▶ WRITTEN PROBLEM
Pick out each line of the listing below that contains the word "loaf", and copy those lines.

## start DATA SUPPLIED

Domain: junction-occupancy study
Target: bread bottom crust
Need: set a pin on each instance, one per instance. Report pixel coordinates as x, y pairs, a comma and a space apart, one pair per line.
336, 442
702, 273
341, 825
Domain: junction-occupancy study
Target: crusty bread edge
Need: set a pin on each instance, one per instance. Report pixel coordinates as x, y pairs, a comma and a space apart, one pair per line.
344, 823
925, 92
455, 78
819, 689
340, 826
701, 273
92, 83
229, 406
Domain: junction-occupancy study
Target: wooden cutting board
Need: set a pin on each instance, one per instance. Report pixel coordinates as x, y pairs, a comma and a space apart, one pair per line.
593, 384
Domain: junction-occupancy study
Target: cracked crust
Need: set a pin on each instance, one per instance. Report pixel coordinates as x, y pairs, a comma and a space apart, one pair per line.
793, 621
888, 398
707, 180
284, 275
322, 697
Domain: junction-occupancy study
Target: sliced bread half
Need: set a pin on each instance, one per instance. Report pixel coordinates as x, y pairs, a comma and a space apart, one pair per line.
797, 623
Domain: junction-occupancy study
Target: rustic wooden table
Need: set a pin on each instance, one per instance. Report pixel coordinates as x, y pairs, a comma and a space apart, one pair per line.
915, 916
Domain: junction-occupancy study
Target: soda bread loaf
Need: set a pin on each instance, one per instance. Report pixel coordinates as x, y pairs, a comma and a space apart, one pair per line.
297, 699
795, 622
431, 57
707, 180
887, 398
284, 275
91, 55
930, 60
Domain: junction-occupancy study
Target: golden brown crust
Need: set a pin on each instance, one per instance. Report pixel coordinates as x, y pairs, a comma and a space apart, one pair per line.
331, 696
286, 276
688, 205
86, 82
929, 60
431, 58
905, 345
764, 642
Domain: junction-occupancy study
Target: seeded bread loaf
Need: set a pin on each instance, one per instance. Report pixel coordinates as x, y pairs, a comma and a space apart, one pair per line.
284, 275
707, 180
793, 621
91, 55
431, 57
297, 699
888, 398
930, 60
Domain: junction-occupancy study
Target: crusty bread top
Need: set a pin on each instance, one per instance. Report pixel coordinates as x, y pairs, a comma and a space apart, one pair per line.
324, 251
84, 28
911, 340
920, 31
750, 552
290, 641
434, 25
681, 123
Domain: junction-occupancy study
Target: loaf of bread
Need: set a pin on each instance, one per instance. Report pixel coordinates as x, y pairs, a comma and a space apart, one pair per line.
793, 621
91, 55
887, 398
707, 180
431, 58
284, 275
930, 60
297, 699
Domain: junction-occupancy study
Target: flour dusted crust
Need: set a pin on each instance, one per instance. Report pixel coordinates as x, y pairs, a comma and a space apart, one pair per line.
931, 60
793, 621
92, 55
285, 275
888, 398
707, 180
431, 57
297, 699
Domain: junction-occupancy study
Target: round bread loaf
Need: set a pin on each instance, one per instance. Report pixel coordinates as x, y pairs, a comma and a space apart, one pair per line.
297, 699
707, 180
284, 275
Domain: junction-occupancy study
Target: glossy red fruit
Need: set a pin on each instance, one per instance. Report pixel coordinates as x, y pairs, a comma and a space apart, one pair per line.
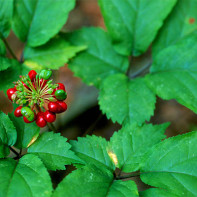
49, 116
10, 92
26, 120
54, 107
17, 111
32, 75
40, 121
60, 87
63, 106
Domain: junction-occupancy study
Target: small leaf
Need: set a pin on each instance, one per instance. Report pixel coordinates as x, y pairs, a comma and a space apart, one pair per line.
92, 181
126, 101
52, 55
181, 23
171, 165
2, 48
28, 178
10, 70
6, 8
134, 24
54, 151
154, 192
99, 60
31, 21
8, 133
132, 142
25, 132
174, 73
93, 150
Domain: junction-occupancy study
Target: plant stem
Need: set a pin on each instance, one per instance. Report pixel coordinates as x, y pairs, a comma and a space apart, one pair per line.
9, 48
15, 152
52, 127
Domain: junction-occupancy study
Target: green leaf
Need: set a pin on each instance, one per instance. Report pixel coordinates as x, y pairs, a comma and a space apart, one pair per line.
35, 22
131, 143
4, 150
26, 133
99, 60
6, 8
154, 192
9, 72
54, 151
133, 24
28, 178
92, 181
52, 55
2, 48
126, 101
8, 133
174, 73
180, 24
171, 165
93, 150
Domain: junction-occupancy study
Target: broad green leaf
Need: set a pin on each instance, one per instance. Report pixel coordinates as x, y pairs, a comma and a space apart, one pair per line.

## end DATA SUPPLIED
## start DATA SUPPLIED

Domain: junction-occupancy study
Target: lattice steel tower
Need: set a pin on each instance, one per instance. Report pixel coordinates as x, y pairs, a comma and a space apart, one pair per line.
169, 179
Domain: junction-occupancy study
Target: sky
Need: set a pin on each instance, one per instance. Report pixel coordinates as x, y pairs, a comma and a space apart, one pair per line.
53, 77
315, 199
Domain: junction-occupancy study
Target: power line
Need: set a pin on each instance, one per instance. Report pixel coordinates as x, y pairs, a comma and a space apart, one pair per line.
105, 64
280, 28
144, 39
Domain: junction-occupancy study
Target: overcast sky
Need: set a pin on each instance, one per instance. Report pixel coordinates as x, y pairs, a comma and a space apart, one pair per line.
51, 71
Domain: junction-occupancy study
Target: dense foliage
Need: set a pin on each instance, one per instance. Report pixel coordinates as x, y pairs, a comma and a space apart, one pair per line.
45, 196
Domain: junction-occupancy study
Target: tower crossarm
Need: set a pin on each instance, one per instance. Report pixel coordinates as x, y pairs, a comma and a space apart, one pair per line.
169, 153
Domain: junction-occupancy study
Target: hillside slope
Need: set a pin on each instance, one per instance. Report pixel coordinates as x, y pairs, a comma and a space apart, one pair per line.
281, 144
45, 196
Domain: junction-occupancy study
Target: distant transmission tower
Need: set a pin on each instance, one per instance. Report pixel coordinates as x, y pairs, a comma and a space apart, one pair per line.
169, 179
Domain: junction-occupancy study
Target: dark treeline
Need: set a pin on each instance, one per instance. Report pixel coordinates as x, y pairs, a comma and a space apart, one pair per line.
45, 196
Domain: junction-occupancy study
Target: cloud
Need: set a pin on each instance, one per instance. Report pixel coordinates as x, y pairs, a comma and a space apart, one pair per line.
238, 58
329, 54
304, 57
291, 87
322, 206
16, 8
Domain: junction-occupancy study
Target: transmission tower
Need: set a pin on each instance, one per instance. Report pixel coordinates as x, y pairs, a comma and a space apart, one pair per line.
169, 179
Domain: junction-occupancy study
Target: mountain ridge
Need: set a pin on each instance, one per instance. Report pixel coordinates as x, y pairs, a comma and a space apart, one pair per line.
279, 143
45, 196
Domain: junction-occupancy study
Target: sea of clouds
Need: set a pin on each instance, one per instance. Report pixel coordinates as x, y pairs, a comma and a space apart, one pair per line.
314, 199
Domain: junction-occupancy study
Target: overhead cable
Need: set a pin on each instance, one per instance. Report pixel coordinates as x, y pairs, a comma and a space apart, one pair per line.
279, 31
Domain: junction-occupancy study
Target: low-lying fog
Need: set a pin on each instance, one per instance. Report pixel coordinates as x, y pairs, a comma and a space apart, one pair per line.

## end DATA SUPPLIED
## start DATA SUPPLIED

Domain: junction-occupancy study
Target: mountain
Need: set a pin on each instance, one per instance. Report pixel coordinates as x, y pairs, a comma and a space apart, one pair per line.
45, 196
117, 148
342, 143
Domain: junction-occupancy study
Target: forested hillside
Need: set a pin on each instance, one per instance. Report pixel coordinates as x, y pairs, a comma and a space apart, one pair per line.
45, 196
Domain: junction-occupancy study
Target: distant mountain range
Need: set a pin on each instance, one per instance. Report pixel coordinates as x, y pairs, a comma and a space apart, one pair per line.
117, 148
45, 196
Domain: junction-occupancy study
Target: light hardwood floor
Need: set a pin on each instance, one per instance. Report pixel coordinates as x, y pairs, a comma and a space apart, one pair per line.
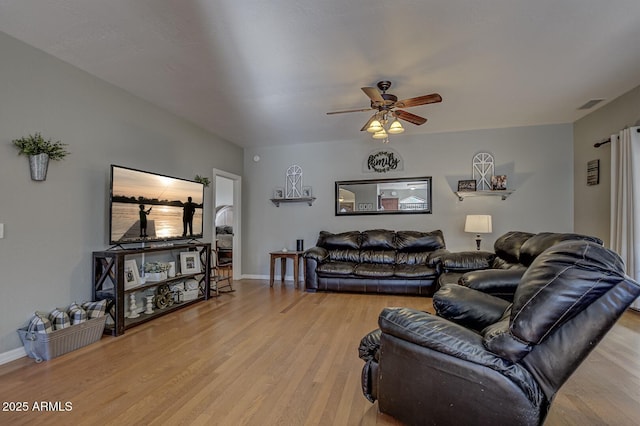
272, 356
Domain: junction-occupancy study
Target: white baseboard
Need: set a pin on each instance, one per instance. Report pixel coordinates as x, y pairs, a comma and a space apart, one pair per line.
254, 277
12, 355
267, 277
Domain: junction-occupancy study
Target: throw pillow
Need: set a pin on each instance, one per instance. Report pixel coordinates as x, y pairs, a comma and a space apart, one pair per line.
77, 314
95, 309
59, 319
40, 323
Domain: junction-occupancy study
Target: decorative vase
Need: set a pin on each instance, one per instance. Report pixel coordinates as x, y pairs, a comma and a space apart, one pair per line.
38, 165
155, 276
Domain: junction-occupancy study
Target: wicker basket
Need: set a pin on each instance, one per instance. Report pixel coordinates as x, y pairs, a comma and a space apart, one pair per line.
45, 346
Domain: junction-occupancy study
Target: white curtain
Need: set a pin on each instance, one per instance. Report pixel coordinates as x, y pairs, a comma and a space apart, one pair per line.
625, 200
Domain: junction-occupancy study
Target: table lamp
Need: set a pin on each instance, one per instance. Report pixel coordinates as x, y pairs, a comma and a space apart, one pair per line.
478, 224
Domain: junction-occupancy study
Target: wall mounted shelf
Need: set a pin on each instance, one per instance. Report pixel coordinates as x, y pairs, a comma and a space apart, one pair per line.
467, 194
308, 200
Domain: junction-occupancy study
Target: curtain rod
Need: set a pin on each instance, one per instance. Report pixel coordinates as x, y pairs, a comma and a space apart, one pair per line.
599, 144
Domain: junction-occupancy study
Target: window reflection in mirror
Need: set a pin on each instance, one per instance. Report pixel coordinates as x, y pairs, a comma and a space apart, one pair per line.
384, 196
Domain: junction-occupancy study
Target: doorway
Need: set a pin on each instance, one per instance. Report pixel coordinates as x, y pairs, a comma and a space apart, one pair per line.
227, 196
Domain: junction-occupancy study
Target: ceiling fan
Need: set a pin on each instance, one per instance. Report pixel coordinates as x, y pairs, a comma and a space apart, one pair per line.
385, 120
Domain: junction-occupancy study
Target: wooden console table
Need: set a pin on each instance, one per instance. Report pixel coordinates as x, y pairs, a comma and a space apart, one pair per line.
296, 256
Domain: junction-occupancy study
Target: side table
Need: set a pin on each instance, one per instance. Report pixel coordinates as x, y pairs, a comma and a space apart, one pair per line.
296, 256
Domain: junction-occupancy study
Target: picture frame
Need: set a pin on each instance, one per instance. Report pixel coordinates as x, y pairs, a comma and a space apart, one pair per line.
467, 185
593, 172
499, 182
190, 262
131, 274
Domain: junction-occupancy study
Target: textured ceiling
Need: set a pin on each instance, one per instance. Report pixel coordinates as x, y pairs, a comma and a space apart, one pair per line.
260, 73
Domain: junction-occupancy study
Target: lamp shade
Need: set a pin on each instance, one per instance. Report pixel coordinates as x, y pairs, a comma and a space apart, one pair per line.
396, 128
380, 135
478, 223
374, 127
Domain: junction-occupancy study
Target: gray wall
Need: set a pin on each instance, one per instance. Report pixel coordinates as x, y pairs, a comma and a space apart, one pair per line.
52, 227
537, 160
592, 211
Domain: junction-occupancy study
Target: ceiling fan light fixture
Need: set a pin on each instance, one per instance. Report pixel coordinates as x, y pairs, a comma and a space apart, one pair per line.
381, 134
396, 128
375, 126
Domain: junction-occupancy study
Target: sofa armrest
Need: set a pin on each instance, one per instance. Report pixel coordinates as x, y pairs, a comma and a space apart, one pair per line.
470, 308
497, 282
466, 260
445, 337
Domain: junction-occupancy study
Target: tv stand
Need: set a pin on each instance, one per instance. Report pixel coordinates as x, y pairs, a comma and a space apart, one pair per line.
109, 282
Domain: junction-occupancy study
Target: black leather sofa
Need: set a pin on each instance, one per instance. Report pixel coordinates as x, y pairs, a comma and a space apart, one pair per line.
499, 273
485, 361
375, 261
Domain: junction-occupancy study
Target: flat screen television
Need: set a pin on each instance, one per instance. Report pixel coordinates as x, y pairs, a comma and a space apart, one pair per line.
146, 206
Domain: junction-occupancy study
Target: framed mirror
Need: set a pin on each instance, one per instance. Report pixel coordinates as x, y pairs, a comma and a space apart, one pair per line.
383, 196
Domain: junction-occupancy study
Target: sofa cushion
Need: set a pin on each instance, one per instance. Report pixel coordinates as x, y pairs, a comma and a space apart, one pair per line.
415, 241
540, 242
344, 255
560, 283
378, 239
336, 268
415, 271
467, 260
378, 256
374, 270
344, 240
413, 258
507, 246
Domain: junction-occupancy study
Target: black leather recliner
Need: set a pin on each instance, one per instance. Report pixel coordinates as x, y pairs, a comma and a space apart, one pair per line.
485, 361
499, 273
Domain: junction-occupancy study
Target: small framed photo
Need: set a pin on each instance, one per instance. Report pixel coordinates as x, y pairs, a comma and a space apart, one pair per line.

## end DATA SUPPLIED

▶ SOLUTION FOR THIS TASK
Target: soda bread loaf
Target: seeded bread loaf
Target: loaf of bread
Target: round bread loaf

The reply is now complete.